#### WRITTEN INSTRUCTION:
Copy the records from the line with "Find the rear" through the line with "x=552, y=429", changing every "wheel" to "tire" and leaving the rest untouched.

#### MATERIAL FOR THIS TASK:
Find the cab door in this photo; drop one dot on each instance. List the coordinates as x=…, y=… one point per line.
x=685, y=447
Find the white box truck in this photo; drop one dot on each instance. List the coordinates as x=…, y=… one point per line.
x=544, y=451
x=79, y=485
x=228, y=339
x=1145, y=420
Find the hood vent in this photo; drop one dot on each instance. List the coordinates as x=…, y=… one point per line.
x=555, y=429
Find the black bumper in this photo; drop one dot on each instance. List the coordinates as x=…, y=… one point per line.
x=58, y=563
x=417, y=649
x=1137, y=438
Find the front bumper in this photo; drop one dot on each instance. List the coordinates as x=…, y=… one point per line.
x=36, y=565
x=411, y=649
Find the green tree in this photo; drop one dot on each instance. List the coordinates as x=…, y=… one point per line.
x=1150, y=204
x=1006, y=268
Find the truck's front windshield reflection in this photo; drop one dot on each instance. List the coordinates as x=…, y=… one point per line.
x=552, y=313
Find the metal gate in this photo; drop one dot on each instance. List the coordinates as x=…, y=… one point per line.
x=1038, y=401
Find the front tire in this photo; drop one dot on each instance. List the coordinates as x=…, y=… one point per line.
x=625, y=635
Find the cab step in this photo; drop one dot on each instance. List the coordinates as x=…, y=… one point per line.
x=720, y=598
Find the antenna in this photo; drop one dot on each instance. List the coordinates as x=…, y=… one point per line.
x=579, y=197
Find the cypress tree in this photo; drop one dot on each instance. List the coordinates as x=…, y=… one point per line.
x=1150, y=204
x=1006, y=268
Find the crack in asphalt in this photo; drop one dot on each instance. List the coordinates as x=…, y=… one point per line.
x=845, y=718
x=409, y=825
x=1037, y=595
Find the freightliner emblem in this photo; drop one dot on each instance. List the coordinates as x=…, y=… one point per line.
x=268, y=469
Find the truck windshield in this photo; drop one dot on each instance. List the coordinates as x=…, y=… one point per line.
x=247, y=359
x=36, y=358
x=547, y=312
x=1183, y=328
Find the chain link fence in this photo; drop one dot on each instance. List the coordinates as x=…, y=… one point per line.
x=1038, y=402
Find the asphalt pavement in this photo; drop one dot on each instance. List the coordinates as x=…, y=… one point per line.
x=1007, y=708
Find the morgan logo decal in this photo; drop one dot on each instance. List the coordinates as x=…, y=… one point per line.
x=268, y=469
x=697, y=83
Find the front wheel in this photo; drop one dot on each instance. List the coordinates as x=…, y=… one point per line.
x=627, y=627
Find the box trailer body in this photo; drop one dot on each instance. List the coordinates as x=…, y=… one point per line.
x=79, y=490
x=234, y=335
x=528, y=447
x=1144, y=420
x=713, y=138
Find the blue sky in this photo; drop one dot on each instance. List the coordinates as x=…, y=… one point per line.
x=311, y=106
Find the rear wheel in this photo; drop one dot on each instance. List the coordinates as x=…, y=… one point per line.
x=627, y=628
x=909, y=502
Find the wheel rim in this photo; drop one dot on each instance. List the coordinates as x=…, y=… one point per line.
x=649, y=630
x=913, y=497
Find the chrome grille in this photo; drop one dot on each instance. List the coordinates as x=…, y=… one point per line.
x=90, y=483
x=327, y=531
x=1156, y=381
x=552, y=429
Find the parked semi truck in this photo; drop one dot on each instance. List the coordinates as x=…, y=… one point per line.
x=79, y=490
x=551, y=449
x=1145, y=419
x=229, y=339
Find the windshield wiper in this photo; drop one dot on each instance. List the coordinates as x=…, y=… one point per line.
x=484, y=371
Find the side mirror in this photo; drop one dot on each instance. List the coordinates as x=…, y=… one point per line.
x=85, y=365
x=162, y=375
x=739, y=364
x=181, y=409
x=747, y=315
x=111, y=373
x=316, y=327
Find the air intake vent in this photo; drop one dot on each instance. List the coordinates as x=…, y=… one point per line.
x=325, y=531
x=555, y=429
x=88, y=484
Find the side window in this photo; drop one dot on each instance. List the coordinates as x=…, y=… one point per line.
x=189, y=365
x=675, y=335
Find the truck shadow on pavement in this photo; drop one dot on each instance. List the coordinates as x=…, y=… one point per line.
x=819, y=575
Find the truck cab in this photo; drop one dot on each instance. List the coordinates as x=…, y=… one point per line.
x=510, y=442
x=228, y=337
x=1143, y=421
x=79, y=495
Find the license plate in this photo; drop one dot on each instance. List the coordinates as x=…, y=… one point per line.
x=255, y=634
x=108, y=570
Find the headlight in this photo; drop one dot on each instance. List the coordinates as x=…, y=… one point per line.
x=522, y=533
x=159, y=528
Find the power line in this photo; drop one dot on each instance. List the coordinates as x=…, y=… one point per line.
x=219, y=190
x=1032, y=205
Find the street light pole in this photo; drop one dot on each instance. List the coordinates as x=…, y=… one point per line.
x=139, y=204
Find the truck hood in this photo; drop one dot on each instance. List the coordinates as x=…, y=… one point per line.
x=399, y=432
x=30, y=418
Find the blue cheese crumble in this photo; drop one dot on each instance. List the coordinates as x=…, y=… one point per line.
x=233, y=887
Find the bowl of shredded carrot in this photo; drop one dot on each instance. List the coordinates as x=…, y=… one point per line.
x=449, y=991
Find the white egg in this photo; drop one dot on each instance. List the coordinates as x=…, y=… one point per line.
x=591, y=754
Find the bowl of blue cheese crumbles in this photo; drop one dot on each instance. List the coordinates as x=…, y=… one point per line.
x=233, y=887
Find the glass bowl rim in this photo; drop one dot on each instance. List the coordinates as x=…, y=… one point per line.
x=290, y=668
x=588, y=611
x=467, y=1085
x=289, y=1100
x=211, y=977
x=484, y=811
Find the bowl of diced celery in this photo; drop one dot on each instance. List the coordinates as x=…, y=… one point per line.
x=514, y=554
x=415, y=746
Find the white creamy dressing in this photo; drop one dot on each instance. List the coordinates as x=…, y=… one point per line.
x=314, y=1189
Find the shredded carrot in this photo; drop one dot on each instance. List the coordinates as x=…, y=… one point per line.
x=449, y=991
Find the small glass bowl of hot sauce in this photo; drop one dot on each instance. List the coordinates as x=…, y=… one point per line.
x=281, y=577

#### TASK ANSWER:
Find the rear tire in this photo; drop one dot on each instance. List the coordinates as x=…, y=… one point per line.
x=627, y=628
x=909, y=502
Find the tire rim in this photo; drop one dot on each instance. List the coordinates as x=…, y=… one point per line.
x=649, y=630
x=913, y=497
Find the chrome grille in this photo; drop one dot on each instance. List the coordinates as x=…, y=… one point per line.
x=90, y=483
x=327, y=531
x=1156, y=381
x=552, y=429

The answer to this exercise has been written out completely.